Provided text:
# # # # # # #

# 🎯 AI Director: Meta Ax Hyperparameter Optimization (Standalone)

**Module 4.5: Bayesian Optimization for LoRA Training**

This notebook uses **Meta Ax** to find optimal hyperparameters.

**Target**: Beat baseline loss of 0.6097  
**Time**: ~2.5 hours on T4 GPU (20 trials)

## 1️⃣ Check GPU

In [None]:
!nvidia-smi
import torch
print(f"CUDA: {torch.cuda.is_available()}")
if torch.cuda.is_available():
    print(f"GPU: {torch.cuda.get_device_name(0)}")

## 2️⃣ Install Packages

In [None]:
%%capture
!pip install -q torch transformers peft datasets accelerate bitsandbytes ax-platform botorch gpytorch loguru pandas pyyaml scipy matplotlib

## 3️⃣ Mount Google Drive

In [None]:
from google.colab import drive
drive.mount('/content/drive')

DATASET_PATH = '/content/drive/MyDrive/ai_director_dataset'

## 4️⃣ Configuration

In [None]:
CONFIG = {
    'search_space': {
        'lora_rank': {'type': 'choice', 'values': [8, 16, 32]},  # ลด: ไม่มี 64
        'lora_alpha': {'type': 'choice', 'values': [16, 32, 64]},  # ลด: ไม่มี 128
        'learning_rate': {'type': 'range', 'bounds': [0.00001, 0.0005], 'log_scale': True},
        'batch_size': {'type': 'choice', 'values': [1]}  # ลง: เหลือ 1 เท่านั้น
    },
    'baseline': {'loss': 0.6097},
    'num_trials': 20,
    'dataset_path': DATASET_PATH
}
print(f"⚠️ LOW MEMORY MODE: batch_size=1 only, max_rank=32")
print(f"Target: Beat {CONFIG['baseline']['loss']}")

## 5️⃣ Training Function

In [None]:
from dataclasses import dataclass, field
from typing import List, Dict
from pathlib import Path
import shutil
from transformers import AutoModelForCausalLM, AutoTokenizer, TrainingArguments, Trainer, DataCollatorForLanguageModeling, BitsAndBytesConfig
from peft import LoraConfig, get_peft_model, prepare_model_for_kbit_training, TaskType
from datasets import load_dataset

@dataclass
class FineTuningConfig:
    base_model: str = "Qwen/Qwen2.5-7B-Instruct"
    max_seq_length: int = 1024
    lora_r: int = 16
    lora_alpha: int = 32
    lora_dropout: float = 0.05
    target_modules: List[str] = field(default_factory=lambda: ["q_proj", "k_proj", "v_proj", "o_proj", "gate_proj", "up_proj", "down_proj"])

# # # # # # #

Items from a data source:
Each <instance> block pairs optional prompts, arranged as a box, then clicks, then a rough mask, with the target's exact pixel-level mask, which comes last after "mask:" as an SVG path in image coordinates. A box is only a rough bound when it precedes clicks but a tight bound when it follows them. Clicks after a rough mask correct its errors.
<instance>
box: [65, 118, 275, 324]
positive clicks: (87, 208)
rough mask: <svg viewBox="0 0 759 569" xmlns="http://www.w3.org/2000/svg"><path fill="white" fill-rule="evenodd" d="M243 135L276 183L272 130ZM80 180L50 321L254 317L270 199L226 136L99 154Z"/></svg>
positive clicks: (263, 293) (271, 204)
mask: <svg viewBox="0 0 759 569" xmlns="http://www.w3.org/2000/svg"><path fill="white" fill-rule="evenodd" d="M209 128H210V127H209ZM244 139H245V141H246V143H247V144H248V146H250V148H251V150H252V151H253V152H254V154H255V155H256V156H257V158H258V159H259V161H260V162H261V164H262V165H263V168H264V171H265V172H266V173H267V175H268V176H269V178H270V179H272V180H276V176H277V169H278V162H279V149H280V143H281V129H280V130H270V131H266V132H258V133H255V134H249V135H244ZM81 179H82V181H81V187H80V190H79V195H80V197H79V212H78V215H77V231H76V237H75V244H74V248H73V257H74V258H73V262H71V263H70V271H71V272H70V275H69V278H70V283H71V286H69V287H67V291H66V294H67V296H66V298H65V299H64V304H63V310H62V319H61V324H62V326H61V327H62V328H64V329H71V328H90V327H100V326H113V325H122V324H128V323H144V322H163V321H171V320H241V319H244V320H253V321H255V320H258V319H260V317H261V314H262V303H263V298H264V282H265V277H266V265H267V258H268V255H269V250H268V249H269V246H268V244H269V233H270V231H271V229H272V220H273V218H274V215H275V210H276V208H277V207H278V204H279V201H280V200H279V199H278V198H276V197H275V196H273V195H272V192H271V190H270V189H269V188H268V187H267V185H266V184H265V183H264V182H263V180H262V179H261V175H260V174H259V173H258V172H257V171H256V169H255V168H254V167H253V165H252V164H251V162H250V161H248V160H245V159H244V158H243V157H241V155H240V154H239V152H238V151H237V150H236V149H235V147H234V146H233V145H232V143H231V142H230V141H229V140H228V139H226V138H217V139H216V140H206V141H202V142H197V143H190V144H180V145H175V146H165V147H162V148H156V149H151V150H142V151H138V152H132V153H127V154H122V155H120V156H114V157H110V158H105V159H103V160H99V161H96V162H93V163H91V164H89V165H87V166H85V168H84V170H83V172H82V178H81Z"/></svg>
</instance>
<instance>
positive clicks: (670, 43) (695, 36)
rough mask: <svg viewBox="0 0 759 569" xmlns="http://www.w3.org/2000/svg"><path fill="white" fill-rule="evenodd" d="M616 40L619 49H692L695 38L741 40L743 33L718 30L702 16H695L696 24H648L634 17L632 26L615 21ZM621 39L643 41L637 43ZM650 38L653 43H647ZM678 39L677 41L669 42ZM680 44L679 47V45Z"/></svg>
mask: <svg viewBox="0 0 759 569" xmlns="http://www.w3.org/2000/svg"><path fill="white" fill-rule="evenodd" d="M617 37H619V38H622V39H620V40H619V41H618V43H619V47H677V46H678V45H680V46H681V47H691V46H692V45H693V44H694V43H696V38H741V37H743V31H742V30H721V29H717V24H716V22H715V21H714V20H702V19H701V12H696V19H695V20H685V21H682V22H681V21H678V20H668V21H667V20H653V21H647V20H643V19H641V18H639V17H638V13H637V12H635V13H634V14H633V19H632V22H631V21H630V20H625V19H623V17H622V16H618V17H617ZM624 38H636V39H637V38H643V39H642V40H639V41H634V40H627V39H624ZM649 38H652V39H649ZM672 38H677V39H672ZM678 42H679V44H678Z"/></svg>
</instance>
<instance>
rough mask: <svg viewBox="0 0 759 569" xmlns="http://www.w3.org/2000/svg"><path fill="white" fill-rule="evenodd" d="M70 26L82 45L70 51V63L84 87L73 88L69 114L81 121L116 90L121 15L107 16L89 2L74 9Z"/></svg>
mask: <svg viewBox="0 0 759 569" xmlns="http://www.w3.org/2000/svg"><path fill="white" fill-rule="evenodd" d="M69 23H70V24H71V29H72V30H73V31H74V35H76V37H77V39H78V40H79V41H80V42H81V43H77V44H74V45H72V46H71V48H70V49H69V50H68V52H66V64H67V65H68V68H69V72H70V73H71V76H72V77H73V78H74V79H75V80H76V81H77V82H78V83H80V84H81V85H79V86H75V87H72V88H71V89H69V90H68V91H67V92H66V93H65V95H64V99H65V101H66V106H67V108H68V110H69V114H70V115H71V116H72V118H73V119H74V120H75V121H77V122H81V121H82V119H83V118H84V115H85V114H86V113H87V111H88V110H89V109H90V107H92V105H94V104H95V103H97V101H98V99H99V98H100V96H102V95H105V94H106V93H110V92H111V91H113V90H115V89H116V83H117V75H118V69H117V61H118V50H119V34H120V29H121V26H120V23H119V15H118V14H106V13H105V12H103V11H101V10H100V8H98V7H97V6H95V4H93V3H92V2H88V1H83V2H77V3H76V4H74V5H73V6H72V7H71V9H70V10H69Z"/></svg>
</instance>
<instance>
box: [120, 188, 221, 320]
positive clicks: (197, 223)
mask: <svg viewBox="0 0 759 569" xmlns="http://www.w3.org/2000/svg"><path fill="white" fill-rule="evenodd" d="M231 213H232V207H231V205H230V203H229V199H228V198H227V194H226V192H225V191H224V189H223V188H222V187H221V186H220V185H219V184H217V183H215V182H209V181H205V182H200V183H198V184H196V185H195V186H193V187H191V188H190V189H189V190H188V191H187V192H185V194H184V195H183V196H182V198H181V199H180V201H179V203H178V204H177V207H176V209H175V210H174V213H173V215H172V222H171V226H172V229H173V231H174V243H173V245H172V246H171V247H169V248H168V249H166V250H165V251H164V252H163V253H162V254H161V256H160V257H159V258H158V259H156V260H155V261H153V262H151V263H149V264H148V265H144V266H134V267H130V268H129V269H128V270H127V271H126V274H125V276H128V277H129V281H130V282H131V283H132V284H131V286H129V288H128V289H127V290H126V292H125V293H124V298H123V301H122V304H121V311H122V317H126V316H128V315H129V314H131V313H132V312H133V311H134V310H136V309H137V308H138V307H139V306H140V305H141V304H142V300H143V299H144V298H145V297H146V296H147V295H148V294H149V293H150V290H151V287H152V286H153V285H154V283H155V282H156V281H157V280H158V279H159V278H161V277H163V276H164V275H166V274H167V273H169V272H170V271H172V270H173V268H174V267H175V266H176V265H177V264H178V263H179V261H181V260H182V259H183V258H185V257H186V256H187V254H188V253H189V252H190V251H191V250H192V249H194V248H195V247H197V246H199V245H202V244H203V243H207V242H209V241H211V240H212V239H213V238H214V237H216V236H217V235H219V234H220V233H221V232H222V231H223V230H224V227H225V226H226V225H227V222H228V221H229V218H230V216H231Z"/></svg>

# # # # # # #

Problems to solve:
(a) In the Meta Ax hyperparameter optimization notebook, what is the default base model in FineTuningConfig?
(b) Go on with the Meta Ax hyperparameter optimization notebook from its last line.

Answers for this exercise:
(a) Qwen/Qwen2.5-7B-Instruct

(b)
    num_train_epochs: int = 1
    per_device_train_batch_size: int = 1
    gradient_accumulation_steps: int = 2
    learning_rate: float = 2e-4
    warmup_ratio: float = 0.1
    logging_steps: int = 5
    eval_steps: int = 50
    save_steps: int = 50
    dataset_path: str = "/content/drive/MyDrive/ai_director_dataset"
    output_dir: str = "/content/models/temp"

class AIDirectorFineTuner:
    def __init__(self, config: FineTuningConfig):
        self.config = config
        self.output_dir = Path(config.output_dir)
        self.output_dir.mkdir(parents=True, exist_ok=True)
        self.model = None
        self.tokenizer = None
        self.dataset = None
    
    def load_tokenizer(self):
        self.tokenizer = AutoTokenizer.from_pretrained(self.config.base_model, trust_remote_code=True)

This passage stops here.